Goal of the exercise
In the listing below, locate the line that contains "Pick out the rocket" and the line that contains "x=471, y=141". Restate word for word those two lines and every line between them, and nothing else.

Source data
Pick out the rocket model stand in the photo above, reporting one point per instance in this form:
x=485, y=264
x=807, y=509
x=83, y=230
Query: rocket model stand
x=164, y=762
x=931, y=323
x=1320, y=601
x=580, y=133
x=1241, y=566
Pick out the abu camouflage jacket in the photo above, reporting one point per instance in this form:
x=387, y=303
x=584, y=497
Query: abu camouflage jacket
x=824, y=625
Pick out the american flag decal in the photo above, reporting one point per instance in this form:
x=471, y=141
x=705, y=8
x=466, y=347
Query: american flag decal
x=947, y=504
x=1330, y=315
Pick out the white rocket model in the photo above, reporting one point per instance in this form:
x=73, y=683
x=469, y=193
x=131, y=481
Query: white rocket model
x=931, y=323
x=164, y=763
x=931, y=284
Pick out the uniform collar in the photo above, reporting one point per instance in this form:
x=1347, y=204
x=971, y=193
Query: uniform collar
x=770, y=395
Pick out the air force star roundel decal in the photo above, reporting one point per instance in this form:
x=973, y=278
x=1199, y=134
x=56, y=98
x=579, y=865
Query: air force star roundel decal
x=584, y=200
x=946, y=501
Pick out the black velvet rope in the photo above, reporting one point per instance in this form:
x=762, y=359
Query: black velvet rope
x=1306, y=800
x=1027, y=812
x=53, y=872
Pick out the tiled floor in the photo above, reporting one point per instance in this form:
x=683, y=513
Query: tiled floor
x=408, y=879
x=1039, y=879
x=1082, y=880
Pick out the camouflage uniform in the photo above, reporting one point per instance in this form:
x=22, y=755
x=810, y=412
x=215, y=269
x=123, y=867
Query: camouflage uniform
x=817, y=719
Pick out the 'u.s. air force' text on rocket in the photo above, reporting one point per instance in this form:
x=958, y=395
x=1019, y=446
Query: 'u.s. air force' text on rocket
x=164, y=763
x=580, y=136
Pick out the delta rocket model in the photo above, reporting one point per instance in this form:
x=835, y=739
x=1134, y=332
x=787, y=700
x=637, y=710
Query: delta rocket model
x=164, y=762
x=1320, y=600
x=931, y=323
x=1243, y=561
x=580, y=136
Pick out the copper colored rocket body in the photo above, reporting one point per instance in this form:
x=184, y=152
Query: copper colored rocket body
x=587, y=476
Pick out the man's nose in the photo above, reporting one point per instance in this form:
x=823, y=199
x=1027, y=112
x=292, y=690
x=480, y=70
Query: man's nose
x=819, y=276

==

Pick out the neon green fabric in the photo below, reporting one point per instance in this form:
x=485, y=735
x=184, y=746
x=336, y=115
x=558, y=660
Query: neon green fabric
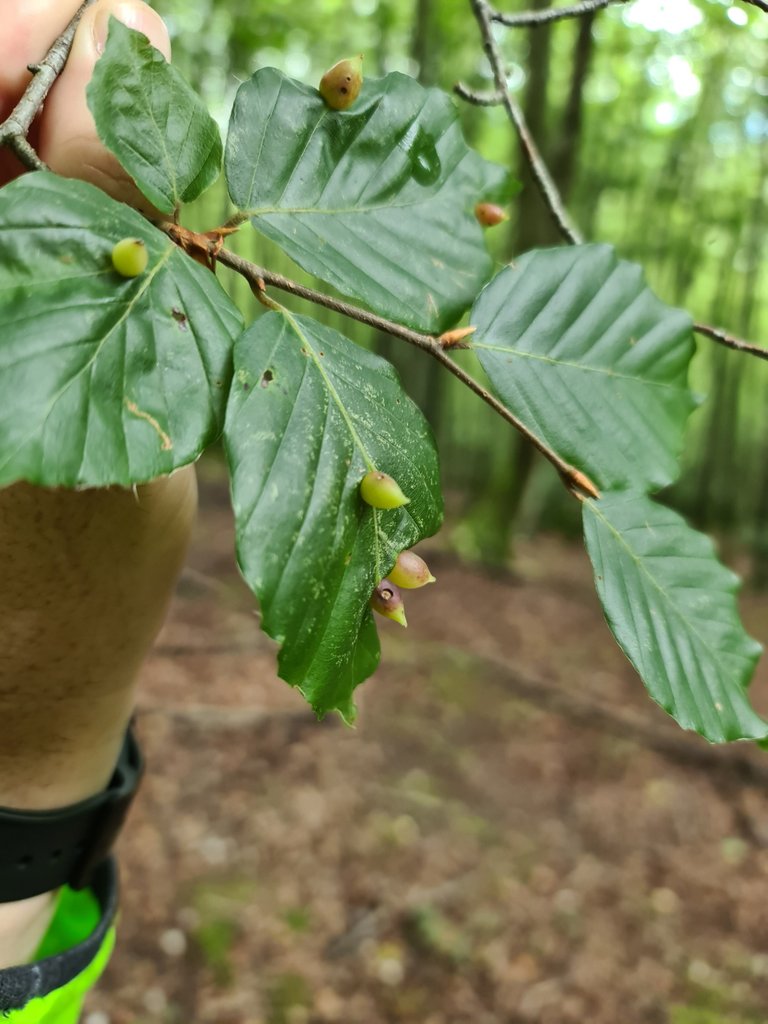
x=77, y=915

Answer to this problem
Pick out the rocket model stand in the photo above, reporting one point per instance in this form:
x=485, y=264
x=807, y=509
x=83, y=230
Query: rocket model stand
x=164, y=762
x=931, y=323
x=1320, y=601
x=580, y=133
x=1241, y=566
Pick out the abu camouflage jacket in the photo above, reporting one point per instance in this form:
x=387, y=303
x=584, y=497
Query: abu camouflage jacket
x=824, y=625
Pick out the american flag decal in the photo above, reporting one point per instance in this form:
x=471, y=141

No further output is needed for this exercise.